- [Compito 1]:
Conti le righe delle voci che contengono la parola "green", tenendo conto di maiuscole e minuscole, e indichi soltanto il numero.

"A coloro che vogliono rovinare,
gli dèi tolgono prima la ragione"
(antico detto greco)
Lo scontro che si è giocato a Milano attorno alla candidatura a sindaco di Dario Fo illustra con chiarezza la crisi che colpisce i Ds e il risultato rovinoso al quale l’Ulivo va incontro nelle prossime elezioni. È noto che la candidatura di Fo è emersa su iniziativa di ambienti intellettuali genericamente progressisti, non particolarmente vicini al movimento operaio. Ma le caratteristiche del personaggio, le stesse ambiguità delle sue dichiarazioni di natura programmatica sono passate in secondo piano a causa dell’effetto che ha avuto la sua candidatura, della percezione che di essa si è avuta in amplissimi settori della sinistra milanese.

- [Materiale del compito]:
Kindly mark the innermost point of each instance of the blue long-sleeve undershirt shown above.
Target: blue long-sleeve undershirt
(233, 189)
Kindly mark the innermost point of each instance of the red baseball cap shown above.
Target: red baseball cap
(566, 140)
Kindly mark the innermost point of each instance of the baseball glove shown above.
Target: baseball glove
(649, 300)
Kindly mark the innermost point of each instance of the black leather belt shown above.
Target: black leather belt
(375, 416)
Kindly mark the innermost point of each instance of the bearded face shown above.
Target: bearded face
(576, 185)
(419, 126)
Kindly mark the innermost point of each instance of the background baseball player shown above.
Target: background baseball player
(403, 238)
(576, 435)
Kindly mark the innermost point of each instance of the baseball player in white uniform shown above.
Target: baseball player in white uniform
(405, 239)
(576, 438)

* * *

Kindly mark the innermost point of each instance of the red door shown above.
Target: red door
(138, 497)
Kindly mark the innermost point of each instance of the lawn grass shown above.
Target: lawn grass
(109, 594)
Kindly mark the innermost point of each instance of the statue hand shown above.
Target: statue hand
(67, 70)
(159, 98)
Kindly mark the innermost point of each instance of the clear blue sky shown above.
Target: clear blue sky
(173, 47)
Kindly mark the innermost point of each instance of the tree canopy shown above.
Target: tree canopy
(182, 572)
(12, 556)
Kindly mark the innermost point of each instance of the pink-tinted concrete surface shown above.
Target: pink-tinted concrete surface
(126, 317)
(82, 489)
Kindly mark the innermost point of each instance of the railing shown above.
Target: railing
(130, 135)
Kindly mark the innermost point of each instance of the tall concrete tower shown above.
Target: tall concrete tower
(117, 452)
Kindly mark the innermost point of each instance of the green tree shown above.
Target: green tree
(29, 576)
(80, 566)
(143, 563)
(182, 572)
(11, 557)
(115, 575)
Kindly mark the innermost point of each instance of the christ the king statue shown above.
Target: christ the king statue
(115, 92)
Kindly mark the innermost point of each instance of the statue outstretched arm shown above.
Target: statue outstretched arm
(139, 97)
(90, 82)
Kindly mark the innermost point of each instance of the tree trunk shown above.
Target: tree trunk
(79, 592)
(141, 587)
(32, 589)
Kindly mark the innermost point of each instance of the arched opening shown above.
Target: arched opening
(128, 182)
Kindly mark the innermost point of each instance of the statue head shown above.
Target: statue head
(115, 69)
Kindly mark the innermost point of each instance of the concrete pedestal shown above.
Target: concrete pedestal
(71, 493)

* * *

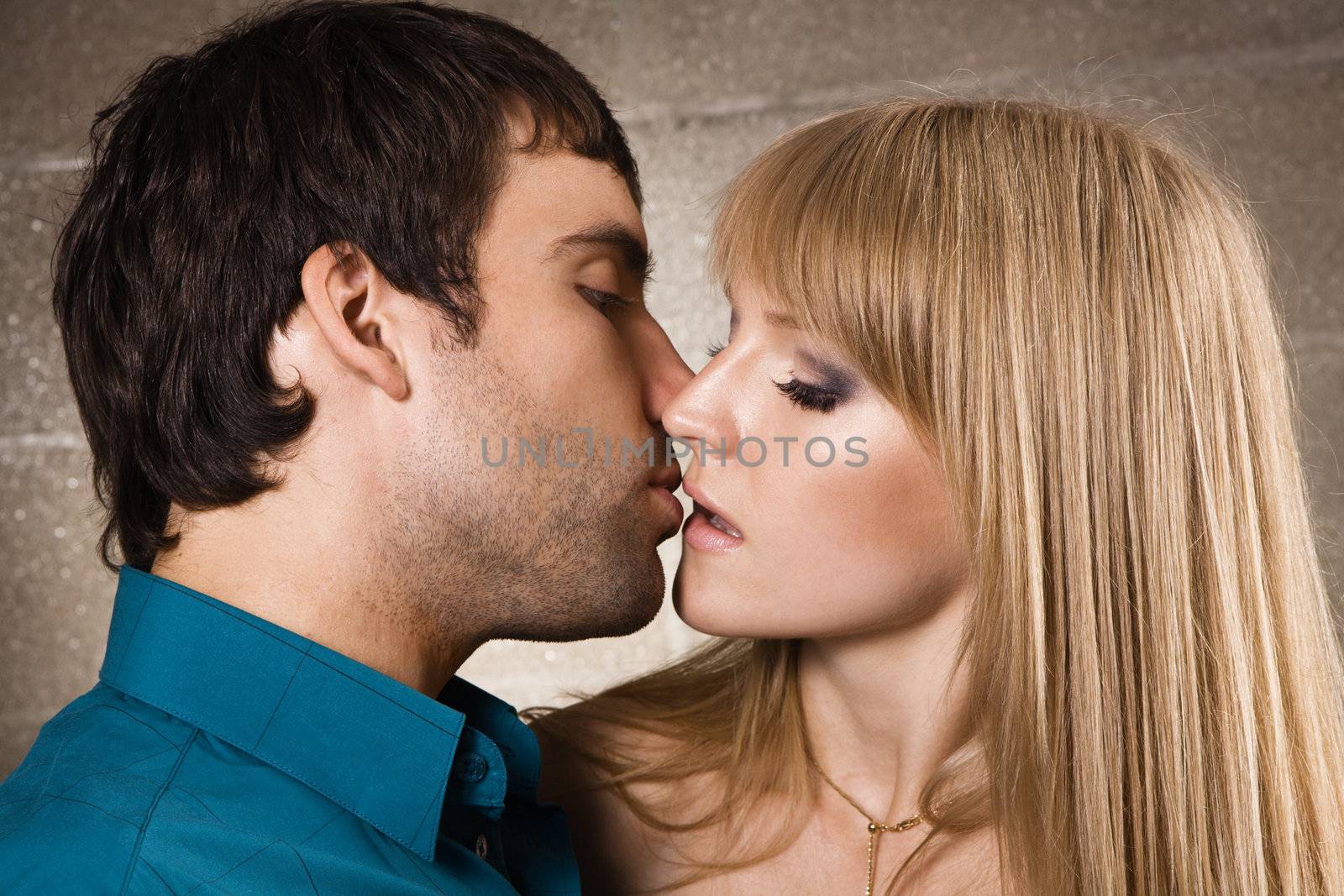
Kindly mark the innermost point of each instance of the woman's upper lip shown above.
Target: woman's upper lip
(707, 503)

- [Compito 2]:
Risponda alle seguenti domande basandosi sul testo estratto:
(a) In quale città si è svolto lo scontro sulla candidatura a sindaco di Dario Fo?
(b) Su iniziativa di quali ambienti è emersa la candidatura di Fo?
(c) Come viene indicata l'origine della citazione posta in apertura?

- [Risposta attesa 1]:
2

- [Risposta attesa 2]:
(a) A Milano.
(b) Di ambienti intellettuali genericamente progressisti, non particolarmente vicini al movimento operaio.
(c) Come un antico detto greco.